Exercise goal: In the text on omega fats, what ratio of omega-6s to omega-3s is called better?

Document excerpt:
Polyunsaturated fats are considered essential because the body cannot produce them. It's vital for the functioning of our bodies to eat these—but in the right balance.
Most people eat way more omega-6s than omega-3s. The average American diet contains 15 times more omega-6s than omega-3s. A better ratio is 2 to 4 omega-6s to 1 omega-3.
Omega-3s reduce inflammation, which helps lower the risk of heart disease, cancer, and arthritis. They are also important for brain function and memory, and during pregnancy, help brain, vision, and nerve development (because fish are also high in mercury, a better source during pregnancy is a supplement).
Foods high in omega-3 include fatty fish (salmon, halibut, herring, trout, tuna, etc.), marine algae, omega-3-enriched eggs, and meat and dairy from grass-fed animals.
Plant sources include flaxseeds and oils, chia seeds and hemp seeds. Plant sources are not absorbed by the body as well as animal and fish sources, so unless you’re vegan, your best bet is omega-3s from fish and grass-fed dairy and meats.
Although omega-6 fats are essential and have health benefits, they're inflammatory in high doses, so too much is very unhealthy. Too much inflammation can contribute to heart disease, diabetes, arthritis, asthma, and digestive problems.
The majority of omega-6 (aka linoleic acid) in our diets comes from vegetable oils and processed foods that contain these vegetable oils.
The oils highest in omega-6 are sunflower, corn, soy, peanut, and cottonseed. Cold-pressed versions of these oils are less inflammatory but still have excess omega-6 fats.

Recorded data:

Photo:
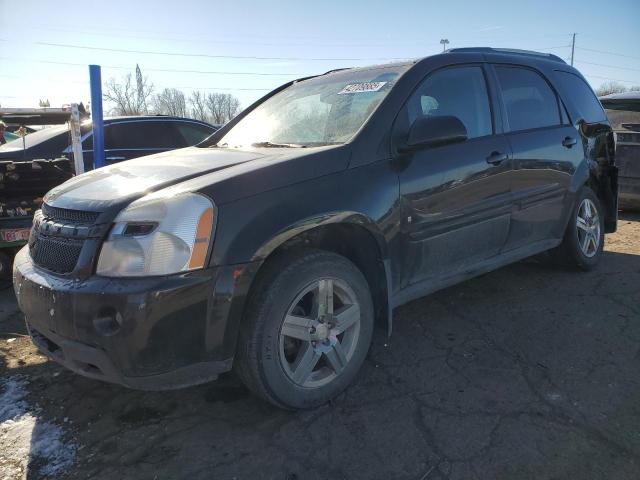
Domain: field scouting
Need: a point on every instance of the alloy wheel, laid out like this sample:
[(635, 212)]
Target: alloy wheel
[(588, 228), (319, 333)]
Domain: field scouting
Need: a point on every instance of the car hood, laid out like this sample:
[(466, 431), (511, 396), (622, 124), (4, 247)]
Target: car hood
[(232, 173)]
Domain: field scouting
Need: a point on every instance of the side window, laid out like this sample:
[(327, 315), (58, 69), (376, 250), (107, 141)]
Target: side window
[(193, 133), (150, 134), (457, 91), (581, 96), (528, 99)]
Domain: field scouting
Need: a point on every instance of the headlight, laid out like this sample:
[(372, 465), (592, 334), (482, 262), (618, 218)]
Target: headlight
[(158, 235)]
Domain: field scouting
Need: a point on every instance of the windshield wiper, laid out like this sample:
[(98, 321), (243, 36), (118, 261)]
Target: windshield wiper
[(276, 145)]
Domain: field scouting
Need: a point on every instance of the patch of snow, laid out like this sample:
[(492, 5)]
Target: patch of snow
[(25, 437)]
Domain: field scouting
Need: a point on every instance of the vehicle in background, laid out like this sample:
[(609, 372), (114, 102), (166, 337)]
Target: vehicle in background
[(124, 138), (274, 246), (31, 167), (623, 110), (9, 136)]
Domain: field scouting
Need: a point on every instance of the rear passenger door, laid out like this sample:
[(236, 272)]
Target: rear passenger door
[(546, 152), (455, 198)]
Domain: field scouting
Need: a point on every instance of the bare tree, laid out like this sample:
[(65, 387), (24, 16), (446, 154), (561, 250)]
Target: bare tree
[(198, 102), (222, 107), (129, 98), (608, 88), (170, 101)]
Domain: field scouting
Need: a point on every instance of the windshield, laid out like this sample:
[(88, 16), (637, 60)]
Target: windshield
[(324, 110), (624, 119)]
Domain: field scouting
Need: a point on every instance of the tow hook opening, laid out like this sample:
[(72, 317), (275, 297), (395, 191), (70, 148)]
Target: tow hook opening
[(108, 321)]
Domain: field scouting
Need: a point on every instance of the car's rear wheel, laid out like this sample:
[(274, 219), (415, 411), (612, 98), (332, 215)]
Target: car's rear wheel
[(307, 329), (584, 238)]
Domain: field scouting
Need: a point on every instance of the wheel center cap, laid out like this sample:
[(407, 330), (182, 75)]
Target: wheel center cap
[(322, 331)]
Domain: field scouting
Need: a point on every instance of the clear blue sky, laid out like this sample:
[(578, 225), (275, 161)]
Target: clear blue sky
[(290, 36)]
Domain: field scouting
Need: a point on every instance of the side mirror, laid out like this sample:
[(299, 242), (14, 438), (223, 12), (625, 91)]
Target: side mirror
[(435, 131)]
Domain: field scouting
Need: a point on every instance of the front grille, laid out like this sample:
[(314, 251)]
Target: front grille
[(65, 215), (57, 254), (57, 237)]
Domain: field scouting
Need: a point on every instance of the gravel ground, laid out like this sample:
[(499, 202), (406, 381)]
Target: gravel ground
[(530, 372)]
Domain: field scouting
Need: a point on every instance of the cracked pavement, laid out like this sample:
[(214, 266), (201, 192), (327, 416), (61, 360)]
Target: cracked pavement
[(529, 372)]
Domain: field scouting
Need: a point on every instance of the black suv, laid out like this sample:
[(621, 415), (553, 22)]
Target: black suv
[(124, 138), (275, 245)]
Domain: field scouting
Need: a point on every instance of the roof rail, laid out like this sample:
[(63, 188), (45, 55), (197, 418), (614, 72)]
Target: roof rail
[(337, 70), (515, 51)]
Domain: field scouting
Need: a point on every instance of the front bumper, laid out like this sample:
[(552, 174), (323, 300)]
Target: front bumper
[(152, 333)]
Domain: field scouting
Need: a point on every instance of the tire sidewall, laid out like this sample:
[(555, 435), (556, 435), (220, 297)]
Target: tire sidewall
[(287, 286), (572, 238)]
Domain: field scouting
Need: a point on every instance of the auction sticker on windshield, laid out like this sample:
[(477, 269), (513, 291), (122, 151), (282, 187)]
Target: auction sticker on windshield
[(362, 87)]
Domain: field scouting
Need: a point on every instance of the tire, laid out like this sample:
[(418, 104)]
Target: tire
[(572, 250), (292, 350)]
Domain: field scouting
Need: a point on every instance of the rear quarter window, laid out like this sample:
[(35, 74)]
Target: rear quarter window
[(528, 99), (581, 97)]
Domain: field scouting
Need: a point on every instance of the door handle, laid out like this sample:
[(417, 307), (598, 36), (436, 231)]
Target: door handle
[(496, 158)]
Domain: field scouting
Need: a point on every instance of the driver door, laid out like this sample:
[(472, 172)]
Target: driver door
[(455, 198)]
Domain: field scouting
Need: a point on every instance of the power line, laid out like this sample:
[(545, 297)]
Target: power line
[(170, 70), (614, 79), (609, 66), (608, 53), (205, 55)]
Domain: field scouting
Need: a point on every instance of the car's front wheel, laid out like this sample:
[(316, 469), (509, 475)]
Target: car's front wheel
[(307, 329), (583, 241)]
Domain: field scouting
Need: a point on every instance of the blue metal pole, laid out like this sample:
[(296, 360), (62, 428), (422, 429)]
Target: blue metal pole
[(95, 81)]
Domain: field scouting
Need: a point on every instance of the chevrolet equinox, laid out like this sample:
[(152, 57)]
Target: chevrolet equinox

Solution for this task: 2 to 4 omega-6s to 1 omega-3.